▶ _CONSEGNA_
Rispondi in base al testo sulla chiusura della discarica di Malagrotta.
(a) In quale giorno chiude la discarica di Malagrotta?
(b) Da quale mese e anno appare evidente che il ciclo romano dei rifiuti non è sostenibile su lungo periodo?
(c) In quale quartiere si trova il terzo impianto, quello più piccolo?

Il primo ottobre 2013 è il giorno della chiusura della discarica di Malagrotta. Chiude i battenti, dopo trenta anni di attività. Per sempre.

Raccontare come si è arrivati a quel giorno non è semplice. Già dall’ottobre 2009, quattro anni prima, pare ormi evidente che il ciclo romano dei rifiuti, così come è organizzato allora, non è sostenibile su lungo periodo e va ripensato da capo. Le volumetrie disponibili nell’invaso di Malagrotta sono infatti in esaurimento; e per giunta i tre impianti romani che trattano i rifiuti (quello della Colari a Malagrotta, quello dell’Ama a Rocca cencia e un terzo impianto più piccolo nel quartiere Salario) affannano a tenere il passo con carichi sempre crescenti.

▶ _ESTRATTI DEI RECORD_
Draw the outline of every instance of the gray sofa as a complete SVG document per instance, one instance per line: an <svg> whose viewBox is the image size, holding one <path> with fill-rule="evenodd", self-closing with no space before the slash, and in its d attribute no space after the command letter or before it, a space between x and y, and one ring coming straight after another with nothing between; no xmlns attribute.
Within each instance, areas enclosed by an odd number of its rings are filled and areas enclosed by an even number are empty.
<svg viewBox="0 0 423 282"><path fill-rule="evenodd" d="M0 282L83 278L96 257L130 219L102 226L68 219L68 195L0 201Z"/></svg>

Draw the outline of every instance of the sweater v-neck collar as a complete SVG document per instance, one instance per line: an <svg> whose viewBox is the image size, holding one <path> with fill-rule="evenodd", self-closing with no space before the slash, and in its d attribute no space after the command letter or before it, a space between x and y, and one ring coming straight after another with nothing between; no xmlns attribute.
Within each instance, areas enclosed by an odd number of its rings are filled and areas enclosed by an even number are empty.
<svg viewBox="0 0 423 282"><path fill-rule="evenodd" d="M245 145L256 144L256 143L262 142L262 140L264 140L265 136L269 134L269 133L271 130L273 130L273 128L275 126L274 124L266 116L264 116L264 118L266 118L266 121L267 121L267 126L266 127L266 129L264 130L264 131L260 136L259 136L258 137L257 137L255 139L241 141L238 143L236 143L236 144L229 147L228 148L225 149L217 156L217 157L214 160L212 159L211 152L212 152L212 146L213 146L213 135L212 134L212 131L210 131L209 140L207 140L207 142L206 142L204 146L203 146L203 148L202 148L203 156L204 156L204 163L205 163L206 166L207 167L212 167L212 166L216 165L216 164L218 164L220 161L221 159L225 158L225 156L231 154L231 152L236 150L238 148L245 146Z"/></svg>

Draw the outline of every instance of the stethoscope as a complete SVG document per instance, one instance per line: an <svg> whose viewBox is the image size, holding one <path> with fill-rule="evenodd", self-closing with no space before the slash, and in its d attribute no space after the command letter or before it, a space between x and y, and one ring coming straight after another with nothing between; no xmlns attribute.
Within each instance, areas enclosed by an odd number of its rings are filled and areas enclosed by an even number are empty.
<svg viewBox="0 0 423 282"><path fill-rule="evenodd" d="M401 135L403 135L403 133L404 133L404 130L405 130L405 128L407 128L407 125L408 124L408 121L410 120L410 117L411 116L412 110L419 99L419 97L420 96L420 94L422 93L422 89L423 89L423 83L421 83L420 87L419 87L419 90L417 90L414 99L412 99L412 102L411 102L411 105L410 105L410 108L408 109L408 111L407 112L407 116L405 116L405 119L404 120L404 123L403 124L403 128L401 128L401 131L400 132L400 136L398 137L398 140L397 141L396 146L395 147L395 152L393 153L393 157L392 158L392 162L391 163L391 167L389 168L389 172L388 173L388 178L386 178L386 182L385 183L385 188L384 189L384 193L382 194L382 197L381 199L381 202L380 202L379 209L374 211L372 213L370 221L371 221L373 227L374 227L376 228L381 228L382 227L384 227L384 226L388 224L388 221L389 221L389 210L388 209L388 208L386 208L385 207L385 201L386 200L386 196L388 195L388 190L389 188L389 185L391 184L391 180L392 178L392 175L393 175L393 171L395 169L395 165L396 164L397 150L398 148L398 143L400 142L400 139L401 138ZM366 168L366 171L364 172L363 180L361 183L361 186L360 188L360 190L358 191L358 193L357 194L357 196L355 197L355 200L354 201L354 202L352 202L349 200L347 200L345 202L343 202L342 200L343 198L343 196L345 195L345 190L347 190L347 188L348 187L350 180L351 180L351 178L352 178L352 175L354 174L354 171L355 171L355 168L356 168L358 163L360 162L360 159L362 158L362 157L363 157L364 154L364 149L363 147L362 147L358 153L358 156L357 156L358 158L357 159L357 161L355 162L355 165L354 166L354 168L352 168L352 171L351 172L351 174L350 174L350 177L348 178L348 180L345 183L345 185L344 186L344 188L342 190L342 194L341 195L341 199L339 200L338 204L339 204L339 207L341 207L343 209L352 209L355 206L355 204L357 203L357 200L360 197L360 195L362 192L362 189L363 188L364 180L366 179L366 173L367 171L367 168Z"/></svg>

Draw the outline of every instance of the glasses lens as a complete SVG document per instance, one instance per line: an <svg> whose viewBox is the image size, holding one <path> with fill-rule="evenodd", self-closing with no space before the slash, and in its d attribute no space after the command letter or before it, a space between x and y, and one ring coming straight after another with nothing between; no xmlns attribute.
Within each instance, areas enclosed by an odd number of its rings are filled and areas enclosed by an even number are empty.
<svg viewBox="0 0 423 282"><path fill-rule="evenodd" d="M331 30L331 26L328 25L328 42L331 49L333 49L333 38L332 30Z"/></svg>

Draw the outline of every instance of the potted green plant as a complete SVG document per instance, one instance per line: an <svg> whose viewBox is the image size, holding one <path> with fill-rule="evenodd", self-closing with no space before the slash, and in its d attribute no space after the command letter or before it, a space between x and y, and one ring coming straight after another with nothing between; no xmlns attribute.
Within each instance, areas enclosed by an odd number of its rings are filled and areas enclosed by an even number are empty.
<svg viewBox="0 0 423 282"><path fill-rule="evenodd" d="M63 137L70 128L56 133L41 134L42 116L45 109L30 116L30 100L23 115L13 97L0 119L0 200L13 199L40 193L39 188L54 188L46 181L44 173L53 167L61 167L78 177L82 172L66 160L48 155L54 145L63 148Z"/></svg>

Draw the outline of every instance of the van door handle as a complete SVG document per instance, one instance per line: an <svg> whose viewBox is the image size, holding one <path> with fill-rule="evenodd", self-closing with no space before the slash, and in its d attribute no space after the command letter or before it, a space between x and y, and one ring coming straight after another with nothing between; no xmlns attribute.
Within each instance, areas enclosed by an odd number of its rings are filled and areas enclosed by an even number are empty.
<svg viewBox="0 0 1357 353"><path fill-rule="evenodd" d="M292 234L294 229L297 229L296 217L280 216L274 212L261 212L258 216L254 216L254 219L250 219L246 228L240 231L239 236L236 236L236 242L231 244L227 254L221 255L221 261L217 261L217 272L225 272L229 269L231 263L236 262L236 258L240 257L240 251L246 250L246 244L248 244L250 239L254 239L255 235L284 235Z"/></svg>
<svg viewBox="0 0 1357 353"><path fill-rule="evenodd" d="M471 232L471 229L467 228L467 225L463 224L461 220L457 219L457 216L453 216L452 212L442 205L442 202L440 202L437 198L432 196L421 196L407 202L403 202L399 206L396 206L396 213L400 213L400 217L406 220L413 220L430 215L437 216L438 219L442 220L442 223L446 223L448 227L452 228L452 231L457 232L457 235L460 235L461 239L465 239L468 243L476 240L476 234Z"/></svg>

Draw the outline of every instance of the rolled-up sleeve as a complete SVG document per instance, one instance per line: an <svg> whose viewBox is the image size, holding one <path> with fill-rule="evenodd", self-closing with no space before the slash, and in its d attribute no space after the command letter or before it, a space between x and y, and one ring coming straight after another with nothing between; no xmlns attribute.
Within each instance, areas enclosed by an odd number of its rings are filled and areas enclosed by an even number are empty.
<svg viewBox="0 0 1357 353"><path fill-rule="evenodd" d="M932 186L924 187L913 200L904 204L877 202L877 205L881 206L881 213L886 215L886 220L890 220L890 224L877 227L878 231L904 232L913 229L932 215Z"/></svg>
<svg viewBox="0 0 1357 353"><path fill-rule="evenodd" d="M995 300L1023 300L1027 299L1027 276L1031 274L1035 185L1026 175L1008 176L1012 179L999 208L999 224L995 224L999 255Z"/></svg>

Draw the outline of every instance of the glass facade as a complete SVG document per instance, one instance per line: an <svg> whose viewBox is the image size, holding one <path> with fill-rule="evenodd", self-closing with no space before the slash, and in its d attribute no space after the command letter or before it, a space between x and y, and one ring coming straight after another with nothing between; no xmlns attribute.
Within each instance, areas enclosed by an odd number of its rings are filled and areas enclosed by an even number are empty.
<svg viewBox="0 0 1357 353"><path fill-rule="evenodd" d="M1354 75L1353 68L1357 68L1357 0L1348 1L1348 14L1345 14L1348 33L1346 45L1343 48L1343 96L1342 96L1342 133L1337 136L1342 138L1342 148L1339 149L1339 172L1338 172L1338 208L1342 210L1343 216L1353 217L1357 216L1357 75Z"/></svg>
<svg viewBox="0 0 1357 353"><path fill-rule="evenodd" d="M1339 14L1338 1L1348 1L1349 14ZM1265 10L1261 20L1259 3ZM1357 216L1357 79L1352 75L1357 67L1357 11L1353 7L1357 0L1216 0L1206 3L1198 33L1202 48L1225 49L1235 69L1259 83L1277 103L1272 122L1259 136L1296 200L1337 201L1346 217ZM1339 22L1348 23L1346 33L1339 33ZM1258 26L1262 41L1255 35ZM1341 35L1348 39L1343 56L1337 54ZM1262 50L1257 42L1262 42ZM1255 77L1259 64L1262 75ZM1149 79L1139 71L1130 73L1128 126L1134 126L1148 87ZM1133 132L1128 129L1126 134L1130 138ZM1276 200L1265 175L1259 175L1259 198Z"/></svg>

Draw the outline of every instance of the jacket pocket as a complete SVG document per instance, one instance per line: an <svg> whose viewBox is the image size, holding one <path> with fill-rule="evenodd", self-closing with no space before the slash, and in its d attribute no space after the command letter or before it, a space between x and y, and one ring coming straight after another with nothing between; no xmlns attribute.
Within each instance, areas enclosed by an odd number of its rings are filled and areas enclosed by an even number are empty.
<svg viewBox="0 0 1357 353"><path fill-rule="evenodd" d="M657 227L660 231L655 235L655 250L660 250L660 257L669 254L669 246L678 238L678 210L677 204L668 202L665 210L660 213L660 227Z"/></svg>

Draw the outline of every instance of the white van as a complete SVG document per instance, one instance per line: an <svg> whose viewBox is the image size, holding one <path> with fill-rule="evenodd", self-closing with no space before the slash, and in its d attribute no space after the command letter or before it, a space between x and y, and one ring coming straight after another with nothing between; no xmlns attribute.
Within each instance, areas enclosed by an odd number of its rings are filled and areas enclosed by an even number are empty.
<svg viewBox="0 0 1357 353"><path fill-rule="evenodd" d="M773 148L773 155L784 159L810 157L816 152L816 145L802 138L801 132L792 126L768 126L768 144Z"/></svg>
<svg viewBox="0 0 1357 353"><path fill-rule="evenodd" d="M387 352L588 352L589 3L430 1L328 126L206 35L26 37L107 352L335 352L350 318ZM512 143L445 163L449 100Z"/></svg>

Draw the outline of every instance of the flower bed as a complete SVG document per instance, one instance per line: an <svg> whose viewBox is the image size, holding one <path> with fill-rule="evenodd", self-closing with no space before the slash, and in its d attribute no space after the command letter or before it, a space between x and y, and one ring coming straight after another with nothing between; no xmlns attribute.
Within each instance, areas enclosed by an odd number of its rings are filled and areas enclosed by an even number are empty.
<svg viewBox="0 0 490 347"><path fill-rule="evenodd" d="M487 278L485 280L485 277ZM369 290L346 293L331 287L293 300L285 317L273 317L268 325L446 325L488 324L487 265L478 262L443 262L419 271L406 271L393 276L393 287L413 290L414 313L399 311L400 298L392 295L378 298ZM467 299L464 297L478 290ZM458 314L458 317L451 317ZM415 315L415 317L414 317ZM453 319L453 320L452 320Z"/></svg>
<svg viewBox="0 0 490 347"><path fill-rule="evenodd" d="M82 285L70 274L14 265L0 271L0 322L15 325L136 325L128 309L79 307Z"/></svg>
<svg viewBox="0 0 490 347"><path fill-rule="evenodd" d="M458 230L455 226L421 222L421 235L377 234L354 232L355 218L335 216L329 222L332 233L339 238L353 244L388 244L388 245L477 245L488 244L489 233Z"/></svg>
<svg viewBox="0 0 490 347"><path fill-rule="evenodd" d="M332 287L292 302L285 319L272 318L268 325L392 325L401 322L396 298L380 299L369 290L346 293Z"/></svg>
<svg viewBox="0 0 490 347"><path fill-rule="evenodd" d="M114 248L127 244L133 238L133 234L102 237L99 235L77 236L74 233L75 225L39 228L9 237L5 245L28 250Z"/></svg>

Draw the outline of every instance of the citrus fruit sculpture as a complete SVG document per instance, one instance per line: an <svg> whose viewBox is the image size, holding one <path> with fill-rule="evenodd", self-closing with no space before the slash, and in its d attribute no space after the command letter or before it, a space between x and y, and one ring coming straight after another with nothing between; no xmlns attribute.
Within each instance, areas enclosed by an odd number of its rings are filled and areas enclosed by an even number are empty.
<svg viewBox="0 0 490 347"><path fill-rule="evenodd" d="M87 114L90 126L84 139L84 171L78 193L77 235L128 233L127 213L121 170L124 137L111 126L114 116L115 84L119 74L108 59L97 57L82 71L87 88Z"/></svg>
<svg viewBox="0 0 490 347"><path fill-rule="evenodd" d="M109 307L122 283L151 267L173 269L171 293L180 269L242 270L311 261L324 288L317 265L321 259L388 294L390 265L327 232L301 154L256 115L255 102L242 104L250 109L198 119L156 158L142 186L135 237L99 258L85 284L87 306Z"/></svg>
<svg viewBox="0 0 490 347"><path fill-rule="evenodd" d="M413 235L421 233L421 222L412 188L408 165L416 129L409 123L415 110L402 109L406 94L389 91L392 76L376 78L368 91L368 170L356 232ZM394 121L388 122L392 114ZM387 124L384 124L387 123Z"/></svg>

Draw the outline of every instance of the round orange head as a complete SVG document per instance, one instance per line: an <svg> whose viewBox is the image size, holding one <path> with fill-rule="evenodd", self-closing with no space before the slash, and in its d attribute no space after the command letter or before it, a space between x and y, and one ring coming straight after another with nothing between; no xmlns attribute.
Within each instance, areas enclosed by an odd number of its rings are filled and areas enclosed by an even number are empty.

▶ _RISPOSTA_
(a) Il primo ottobre 2013.
(b) Dall'ottobre 2009.
(c) Nel quartiere Salario.